**Work required**: Copy the records below exactly, leaving out every picture.

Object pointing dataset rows
________________
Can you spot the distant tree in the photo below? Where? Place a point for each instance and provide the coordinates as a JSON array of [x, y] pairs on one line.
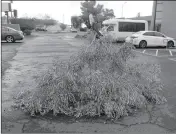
[[63, 26], [25, 23], [90, 7], [45, 20], [76, 21]]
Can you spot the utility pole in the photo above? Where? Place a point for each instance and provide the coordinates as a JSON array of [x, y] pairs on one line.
[[122, 7], [11, 8], [63, 18]]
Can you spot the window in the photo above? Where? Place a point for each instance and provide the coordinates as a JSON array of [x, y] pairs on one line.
[[159, 34], [149, 34], [110, 28], [131, 27]]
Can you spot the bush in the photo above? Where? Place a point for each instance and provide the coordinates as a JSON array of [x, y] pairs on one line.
[[99, 80], [25, 23]]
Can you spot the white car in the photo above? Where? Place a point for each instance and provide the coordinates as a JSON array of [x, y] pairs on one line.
[[143, 39]]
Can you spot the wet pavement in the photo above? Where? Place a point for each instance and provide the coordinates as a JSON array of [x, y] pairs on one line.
[[35, 56]]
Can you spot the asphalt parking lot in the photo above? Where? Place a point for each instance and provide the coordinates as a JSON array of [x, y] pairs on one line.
[[9, 50], [160, 52]]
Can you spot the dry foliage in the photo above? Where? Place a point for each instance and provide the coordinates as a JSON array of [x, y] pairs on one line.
[[99, 80]]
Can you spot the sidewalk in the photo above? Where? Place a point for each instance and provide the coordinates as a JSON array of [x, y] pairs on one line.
[[32, 58]]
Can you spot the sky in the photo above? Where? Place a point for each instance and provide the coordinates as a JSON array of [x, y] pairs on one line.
[[63, 10]]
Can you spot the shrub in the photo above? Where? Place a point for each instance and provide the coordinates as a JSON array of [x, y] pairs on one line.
[[63, 26], [99, 80], [27, 32], [25, 23]]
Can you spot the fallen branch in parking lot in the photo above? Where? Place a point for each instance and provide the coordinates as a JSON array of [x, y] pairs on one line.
[[99, 80]]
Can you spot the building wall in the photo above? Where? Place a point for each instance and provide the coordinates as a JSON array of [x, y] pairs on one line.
[[159, 11], [168, 25]]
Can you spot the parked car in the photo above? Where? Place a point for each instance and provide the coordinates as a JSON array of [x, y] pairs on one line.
[[143, 39], [73, 30], [11, 35], [40, 29]]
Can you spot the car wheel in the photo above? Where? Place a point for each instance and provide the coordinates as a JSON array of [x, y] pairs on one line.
[[10, 39], [170, 44], [143, 44]]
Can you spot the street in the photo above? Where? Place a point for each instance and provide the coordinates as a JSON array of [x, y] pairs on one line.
[[22, 62], [9, 50]]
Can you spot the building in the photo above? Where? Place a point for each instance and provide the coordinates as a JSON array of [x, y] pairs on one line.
[[164, 17], [147, 18]]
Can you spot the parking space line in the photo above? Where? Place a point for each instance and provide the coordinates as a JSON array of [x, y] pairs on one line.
[[157, 52], [143, 51], [170, 52], [172, 59]]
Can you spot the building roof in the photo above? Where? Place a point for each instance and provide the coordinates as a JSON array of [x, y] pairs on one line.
[[148, 18], [114, 21]]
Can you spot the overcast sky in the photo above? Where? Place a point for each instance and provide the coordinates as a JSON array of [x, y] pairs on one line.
[[63, 10]]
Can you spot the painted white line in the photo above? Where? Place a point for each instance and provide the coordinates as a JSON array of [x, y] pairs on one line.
[[172, 59], [143, 51], [157, 52], [170, 52]]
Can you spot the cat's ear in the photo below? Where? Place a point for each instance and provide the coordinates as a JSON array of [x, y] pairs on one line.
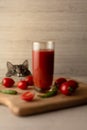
[[9, 65], [25, 63]]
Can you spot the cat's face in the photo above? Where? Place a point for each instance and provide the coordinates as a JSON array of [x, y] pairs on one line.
[[18, 70]]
________________
**Response**:
Can you spot the distant tree in the photo below? Where? Place a point for each instance and provide the coordinates as a JSON array of [x, y] pairs on one line.
[[63, 26], [25, 23], [90, 7], [45, 20], [76, 21]]
Can you spot the utility pole in the photo above? Where? Place a point for each instance and provide the coordinates as a JSON array of [x, y] pairs on one line.
[[122, 7], [11, 8], [63, 18]]
Can you spot the window in the photo above? Where? Place a point for each instance and provide the coordinates as a JSON array of [x, y] pairs on one line.
[[159, 34], [149, 34], [110, 28], [131, 27]]
Can you spot the bush in the photo above? Where? Place a point for each instance and provide the coordinates as a JSON array of [x, y] pairs on one line.
[[99, 80], [25, 23]]
Can you spot the white car in the photo above? Where? Place a point for each instance and provide the coordinates as a JSON array of [x, y] pairs on one line.
[[143, 39]]
Can you spot the wet pavement in the photo above? Where? Place a point for each instance and provide the coordinates as a JSON array of [x, y] pairs on one line.
[[35, 56]]
Can you spot the asphalt parking lot in the photo above? Where? Place a point for each instance and provide the coordinates as a JSON array of [x, y] pairs on one line.
[[9, 50], [160, 52]]
Can you spot the dry foliage in the photo above? Where? Place a point for each instance and provide the coordinates as a JSON array of [x, y] pairs on one line.
[[99, 80]]
Can you spot the sidewalk in the photo above? Where? Place a point for each instance and provide the coordinates as a JSON array of [x, y] pairs on one line.
[[32, 58]]
Can you spot the sky in the photo above? Where? Place a point for each instance and provide the coordinates as a JSON array of [x, y] pairs on one line.
[[63, 10]]
Can you spot the shrub in the photo above? Where? Place a point for each instance and provide the coordinates as a JSON array of [x, y] pairs on one line.
[[63, 26], [99, 80], [27, 32], [25, 23]]
Can you spot the fallen branch in parking lot in the photo above? Where? Place a point for each instance and provide the coordinates as a JSON array of [x, y] pairs on one line.
[[99, 80]]
Can you spot the building wall in the photo above? Where? Place a point for each instance and provide the coordinates as a JSON array of [x, y] pairs on one line.
[[159, 11], [168, 25]]
Can you spot the parked car in the photo above? Where? Place a point for each instance and provide the coordinates as a JSON array of [x, y] pairs on one line.
[[143, 39], [73, 30], [11, 35], [40, 29]]
Can you spot the car wheel in the photo above? Where? Place a point for each instance and provide the coordinates as a JSON array of [x, y] pairs on one line.
[[10, 39], [170, 44], [143, 44]]
Can you spot the street in the photo above? Where? Place a point for each instance and provide the coordinates as a JSON array of [x, y] pairs on one line.
[[22, 62], [9, 50]]
Can you spot the building in the photo above? Where? Place a point for each instance and provide the coordinates as a JSON array of [x, y] pairs on one line.
[[164, 17], [147, 18]]
Can you spot the parking space line in the photo above? Where? Place a point for each instance and provide the coordinates as a JSON array of [x, y] pairs on one line.
[[157, 52], [143, 51], [170, 52], [172, 59]]
Can you spot the building roof in the photo above? Where? Place a point for each instance and provide the coordinates as a JSON array of [x, y] pairs on one line.
[[148, 18], [114, 21]]
Can you spot the overcast sky in the photo above? Where? Place a point for each instance and provide the coordinates as a JSON array of [x, y] pairs on one line.
[[63, 10]]
Can you spot the painted white line in the photo above? Where? Place a point for each instance and provide the coordinates as a JSON array of [x, y] pairs on one line.
[[172, 59], [143, 51], [157, 52], [170, 52]]
Can you spot the cat's ear in the photo below? Where? Place a point for each instance and provide the coordinates as a JSON array of [x, y] pairs on one line.
[[9, 65], [25, 63]]
Can you spot the cat's face in the photo above? Where? Place a point for each instance and provide the coordinates as a JSON array of [x, y] pairs on one line.
[[18, 70]]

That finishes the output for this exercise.